**Passage shown:**

>>>>>

Archit
We are using yarn-cluster mode , and calling spark via Client class
directly from servlet server. It works fine.
To establish a communication channel to give further requests,
It should be possible with yarn client, but not with yarn server. Yarn
client mode, spark driver is outside the yarn cluster; so it can issue more
commands. In yarn cluster, all programs including spark driver is running
inside the yarn cluster. There is no communication channel with the client
until the job finishes.
If you job is to keep spark context alive, and wait for other commands, then
this should wait forever.
I am actually working on some improvements on this and experiment in our
product, I will create PRs when I feel conformable with the solution
1) change Client API to allow the caller to know yarn app resource capacity
before passing arguments
2) add YarnApplicationListener to the Client
3) provide communication channel between application and spark Yarn client in
cluster.
The #1) is not directly related to the communication discussed here
#2) allows the application to have application life cycle call back as to app
start end in progress failure etc with yarn resources allocations
I changed #1 and #2 in forked spark, and it's worked well in cdh5, and I am
testing against 2.0.5-alpha as well.
For #3) I did not change in spark currently, as I am not sure the best approach
yet. I put the change in the application runner which launch the spark yarn
client in the cluster.
The runner in yarn cluster get applications host and port information from the
passed configuration (args), then creates an Akka actor using spark context
actor system, send a hand shake message to the caller outside the cluster,
after that you will have a two way communications
With this approach, I can send spark listener call backs to the app, error
messages, app level messages etc.
The runner inside the cluster can also receive requests from outside cluster
such as stop.
We are not sure Akka approach is the best, so I am still experimenting it. So
far it does what we wants .
Hope this helps
Chester
Sent from my iPhone
> On Aug 29, 2014, at 2:36 AM, Archit Thakur wrote:
>
> including u...@spark.apache.org.
>
>
>> On Fri, Aug 29, 2014 at 2:03 PM, Archit Thakur
>> wrote:
>> Hi,
>>
>> My requirement is to run Spark on Yarn without using the script spark-submit.
>>
>> I have a servlet and a tomcat server. As and when request comes, it creates
>> a new SC and keeps it alive for the further requests, I ma setting my master
>> in sparkConf
>>
>> as sparkConf.setMaster("yarn-cluster")
>>
>> but the request is stuck indefinitely.
>>
>> This works when I set
>> sparkConf.setMaster("yarn-client")
>>
>> I am not sure, why is it not launching job in yarn-cluster mode.
>>
>> Any thoughts?
>>
>> Thanks and Regards,
>> Archit Thakur.
>

<<<<<

**Task 1:** Could you gather every line of the entries that contains the word "blurred"?

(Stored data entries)

>>>>>

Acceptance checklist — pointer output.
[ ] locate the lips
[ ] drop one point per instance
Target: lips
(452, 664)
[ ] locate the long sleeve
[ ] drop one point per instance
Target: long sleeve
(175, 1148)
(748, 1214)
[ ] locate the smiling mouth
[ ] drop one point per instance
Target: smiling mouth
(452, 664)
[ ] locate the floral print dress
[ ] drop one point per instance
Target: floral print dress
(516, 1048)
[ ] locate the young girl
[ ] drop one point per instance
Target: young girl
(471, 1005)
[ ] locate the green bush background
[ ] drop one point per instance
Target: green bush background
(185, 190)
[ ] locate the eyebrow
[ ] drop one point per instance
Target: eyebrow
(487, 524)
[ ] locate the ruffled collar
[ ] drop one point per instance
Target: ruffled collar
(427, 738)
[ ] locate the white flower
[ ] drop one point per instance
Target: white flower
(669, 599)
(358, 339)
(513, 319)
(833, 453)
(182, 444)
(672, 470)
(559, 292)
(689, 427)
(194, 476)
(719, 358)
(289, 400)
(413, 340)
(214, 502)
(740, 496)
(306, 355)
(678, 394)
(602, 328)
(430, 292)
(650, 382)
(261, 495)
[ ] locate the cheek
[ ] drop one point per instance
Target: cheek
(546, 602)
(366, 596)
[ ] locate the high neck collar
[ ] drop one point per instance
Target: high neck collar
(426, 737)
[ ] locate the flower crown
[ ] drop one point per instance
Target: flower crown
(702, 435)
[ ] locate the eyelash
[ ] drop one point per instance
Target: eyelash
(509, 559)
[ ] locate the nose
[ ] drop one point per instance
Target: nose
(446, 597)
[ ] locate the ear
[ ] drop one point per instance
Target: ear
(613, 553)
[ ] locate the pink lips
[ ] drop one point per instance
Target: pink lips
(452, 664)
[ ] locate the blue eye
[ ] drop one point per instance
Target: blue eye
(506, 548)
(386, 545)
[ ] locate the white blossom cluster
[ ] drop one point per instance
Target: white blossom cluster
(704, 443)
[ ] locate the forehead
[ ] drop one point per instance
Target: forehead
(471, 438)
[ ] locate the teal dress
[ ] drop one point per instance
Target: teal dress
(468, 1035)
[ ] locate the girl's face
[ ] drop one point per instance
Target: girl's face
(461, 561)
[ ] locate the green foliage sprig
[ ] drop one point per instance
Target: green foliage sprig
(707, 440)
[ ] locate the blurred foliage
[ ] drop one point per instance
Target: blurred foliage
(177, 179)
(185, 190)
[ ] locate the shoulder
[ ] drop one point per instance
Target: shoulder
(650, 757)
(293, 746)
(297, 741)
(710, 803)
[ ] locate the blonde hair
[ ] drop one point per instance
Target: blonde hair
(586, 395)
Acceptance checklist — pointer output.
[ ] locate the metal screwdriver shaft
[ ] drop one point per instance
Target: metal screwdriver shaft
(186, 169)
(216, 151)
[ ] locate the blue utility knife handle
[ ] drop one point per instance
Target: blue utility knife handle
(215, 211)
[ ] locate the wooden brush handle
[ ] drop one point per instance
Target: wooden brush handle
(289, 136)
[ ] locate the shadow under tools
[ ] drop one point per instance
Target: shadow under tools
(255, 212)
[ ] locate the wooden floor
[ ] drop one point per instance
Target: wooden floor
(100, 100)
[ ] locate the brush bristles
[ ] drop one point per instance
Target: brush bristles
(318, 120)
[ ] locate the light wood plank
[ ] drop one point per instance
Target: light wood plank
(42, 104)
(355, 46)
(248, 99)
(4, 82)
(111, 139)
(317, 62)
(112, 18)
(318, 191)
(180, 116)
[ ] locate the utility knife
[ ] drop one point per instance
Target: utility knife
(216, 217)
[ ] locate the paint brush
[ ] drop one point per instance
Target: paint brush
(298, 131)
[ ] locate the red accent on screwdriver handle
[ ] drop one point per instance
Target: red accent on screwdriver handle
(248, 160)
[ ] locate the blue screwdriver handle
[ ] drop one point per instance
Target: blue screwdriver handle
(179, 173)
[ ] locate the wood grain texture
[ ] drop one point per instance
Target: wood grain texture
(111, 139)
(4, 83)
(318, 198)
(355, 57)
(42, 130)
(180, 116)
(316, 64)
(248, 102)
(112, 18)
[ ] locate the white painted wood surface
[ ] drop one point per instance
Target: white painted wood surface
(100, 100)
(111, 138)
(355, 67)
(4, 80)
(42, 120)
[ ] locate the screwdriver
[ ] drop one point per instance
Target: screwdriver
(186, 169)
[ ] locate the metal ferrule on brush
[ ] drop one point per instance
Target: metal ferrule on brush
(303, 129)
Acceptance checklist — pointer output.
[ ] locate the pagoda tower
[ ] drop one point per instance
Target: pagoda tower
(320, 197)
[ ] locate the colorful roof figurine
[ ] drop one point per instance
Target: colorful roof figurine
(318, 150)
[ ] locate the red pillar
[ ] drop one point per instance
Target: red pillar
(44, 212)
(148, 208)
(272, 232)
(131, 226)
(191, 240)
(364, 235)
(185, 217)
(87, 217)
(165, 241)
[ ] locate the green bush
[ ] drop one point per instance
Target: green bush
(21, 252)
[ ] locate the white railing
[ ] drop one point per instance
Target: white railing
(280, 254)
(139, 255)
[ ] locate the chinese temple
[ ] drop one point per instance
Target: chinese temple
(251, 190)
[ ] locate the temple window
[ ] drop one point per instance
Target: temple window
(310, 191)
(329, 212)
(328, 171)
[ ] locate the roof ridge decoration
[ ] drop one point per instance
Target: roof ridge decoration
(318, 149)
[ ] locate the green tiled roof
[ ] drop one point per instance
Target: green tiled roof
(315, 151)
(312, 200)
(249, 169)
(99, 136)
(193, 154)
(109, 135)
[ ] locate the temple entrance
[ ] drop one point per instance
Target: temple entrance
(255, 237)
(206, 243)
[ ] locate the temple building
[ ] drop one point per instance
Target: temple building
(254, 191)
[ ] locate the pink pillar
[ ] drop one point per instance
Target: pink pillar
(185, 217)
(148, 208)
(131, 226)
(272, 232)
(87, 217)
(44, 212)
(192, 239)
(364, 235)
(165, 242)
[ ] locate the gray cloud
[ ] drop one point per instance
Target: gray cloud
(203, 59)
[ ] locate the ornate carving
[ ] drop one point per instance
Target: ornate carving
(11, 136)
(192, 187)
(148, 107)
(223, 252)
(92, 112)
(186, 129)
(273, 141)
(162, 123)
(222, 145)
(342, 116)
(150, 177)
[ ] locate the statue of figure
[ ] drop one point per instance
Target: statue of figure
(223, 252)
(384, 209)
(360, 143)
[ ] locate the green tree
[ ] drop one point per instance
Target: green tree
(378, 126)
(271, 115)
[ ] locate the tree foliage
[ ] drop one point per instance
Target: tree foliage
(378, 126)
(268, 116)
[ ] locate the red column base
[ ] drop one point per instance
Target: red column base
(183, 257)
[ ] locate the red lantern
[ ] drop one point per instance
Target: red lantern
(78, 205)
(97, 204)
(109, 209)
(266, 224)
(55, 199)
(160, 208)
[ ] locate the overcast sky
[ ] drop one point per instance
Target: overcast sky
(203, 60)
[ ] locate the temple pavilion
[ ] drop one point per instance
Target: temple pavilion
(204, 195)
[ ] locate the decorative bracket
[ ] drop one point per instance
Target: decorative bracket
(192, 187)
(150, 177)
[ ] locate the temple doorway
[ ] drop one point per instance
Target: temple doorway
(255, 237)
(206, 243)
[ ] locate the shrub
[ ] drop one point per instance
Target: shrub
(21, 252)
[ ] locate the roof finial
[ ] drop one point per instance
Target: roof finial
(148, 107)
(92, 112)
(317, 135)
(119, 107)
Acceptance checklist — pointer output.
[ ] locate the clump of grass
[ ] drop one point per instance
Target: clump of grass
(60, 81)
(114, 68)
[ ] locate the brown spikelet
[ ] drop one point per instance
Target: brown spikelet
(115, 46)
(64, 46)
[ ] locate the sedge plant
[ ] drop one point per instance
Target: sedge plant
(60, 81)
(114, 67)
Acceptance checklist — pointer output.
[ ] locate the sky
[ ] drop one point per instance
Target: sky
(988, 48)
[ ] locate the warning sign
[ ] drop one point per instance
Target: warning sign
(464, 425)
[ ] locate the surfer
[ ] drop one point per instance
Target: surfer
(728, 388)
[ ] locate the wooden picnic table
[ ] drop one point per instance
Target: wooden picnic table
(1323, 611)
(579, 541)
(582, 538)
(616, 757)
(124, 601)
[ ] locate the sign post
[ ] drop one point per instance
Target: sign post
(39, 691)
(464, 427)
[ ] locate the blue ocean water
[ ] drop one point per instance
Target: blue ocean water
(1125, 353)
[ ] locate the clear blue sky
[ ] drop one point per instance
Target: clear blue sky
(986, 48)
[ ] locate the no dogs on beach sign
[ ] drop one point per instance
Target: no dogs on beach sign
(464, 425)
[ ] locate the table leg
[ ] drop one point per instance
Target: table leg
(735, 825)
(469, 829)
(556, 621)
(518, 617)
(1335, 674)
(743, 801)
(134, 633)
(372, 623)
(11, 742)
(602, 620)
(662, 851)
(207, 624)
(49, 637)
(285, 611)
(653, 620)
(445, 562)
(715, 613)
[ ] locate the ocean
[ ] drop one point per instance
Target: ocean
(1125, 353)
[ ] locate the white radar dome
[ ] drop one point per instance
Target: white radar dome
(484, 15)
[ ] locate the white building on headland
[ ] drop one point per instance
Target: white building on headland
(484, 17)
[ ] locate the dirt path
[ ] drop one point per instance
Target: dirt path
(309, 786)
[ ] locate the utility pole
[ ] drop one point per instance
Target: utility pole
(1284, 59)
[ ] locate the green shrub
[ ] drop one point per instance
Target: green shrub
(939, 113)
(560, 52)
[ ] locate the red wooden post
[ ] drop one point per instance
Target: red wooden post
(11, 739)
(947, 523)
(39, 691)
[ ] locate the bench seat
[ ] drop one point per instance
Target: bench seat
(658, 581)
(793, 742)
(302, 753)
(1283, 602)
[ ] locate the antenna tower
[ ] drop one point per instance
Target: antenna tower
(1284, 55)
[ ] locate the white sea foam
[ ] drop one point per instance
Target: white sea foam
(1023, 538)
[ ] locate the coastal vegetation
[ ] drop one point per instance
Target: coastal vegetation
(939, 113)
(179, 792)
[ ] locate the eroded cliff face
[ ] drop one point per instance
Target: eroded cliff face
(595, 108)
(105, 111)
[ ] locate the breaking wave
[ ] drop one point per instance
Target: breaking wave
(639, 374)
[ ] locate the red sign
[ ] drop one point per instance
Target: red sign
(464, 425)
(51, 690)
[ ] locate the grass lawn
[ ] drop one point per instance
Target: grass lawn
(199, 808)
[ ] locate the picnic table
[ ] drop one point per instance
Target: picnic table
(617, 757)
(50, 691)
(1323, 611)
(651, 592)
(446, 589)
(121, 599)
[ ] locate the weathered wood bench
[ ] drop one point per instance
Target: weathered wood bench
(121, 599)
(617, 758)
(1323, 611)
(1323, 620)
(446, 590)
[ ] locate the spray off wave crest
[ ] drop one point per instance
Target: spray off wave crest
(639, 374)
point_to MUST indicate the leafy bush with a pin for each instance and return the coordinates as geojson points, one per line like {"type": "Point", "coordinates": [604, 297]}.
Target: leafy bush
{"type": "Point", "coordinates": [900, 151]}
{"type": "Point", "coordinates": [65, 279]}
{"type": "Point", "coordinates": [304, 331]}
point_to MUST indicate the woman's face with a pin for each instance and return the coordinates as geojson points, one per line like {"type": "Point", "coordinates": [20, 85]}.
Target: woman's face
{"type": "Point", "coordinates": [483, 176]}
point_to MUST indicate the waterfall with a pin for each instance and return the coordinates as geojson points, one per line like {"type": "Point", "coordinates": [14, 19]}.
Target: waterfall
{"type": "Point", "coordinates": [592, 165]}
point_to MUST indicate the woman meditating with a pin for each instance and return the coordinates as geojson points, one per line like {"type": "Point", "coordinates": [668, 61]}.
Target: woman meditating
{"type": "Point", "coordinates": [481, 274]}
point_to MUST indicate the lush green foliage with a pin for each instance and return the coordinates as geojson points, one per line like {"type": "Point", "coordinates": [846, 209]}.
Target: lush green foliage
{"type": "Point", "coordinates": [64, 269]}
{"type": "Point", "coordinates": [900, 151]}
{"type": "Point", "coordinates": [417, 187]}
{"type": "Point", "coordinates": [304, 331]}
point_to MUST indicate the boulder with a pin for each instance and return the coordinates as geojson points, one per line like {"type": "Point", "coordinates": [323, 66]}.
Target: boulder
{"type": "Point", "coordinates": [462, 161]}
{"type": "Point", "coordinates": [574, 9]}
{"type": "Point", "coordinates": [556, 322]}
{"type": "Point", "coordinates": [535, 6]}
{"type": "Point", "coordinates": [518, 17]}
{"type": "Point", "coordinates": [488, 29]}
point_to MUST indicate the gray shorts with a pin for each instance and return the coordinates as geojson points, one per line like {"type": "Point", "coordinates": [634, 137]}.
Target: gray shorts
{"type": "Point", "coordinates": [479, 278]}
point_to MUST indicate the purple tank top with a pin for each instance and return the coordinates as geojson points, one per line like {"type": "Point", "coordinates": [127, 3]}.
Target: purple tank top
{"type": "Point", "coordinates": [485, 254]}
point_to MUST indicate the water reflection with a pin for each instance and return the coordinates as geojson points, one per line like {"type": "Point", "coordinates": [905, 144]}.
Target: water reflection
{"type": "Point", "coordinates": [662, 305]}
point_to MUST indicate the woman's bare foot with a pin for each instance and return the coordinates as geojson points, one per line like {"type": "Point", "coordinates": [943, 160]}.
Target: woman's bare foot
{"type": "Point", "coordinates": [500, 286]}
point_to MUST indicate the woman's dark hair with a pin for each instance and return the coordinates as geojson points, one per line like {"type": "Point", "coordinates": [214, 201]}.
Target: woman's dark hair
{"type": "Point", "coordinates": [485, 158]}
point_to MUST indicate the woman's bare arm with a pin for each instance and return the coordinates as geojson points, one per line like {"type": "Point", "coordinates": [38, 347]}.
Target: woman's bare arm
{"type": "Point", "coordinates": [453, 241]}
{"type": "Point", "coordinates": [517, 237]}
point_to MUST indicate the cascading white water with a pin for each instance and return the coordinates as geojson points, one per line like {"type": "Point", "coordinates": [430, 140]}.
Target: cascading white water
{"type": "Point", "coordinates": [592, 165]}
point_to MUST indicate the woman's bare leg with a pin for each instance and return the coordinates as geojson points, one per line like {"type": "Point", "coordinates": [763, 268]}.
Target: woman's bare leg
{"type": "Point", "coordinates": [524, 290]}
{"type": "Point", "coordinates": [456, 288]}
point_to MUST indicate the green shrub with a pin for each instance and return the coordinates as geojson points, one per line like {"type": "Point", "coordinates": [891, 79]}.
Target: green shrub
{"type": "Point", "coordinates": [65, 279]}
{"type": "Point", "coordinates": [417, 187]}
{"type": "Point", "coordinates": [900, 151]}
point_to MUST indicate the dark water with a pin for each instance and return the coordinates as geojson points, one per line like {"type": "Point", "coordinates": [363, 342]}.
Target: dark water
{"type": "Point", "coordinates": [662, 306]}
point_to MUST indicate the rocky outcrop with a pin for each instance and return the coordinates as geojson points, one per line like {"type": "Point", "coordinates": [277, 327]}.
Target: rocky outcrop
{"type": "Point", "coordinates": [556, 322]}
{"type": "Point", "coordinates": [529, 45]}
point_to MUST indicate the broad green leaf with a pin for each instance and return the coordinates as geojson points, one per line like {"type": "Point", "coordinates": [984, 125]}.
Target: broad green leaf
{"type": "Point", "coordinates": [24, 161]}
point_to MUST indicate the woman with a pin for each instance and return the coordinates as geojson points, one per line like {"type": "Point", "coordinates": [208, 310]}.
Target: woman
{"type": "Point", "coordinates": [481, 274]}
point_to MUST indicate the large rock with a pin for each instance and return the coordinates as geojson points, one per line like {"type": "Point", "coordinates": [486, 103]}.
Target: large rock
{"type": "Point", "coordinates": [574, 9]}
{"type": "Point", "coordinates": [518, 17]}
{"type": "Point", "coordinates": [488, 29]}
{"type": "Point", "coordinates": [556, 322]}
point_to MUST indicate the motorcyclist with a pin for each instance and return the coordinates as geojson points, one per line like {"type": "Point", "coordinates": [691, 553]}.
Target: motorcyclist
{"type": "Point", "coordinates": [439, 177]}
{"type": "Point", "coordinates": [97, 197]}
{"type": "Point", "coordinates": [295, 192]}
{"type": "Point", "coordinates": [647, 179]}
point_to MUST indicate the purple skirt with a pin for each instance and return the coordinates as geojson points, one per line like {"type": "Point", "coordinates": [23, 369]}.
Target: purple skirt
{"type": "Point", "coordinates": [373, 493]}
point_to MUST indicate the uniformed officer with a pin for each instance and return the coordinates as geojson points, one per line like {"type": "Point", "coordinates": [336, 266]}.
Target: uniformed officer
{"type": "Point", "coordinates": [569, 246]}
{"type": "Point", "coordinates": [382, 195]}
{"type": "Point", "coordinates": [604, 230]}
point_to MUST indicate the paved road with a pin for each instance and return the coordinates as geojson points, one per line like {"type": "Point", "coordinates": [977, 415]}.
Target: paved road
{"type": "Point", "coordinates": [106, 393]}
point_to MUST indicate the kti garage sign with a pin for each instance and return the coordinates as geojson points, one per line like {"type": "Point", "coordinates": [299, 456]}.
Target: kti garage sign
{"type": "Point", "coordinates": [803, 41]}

<<<<<

**Task 2:** Which numbered improvements does the reply in the Spark-on-YARN mail thread list?

**Exercise solution 1:**
[ ] locate the blurred foliage
Target: blurred foliage

**Exercise solution 2:**
1) Change the Client API to allow the caller to know the YARN app resource capacity before passing arguments
2) Add YarnApplicationListener to the Client
3) Provide a communication channel between the application and the Spark YARN client in the cluster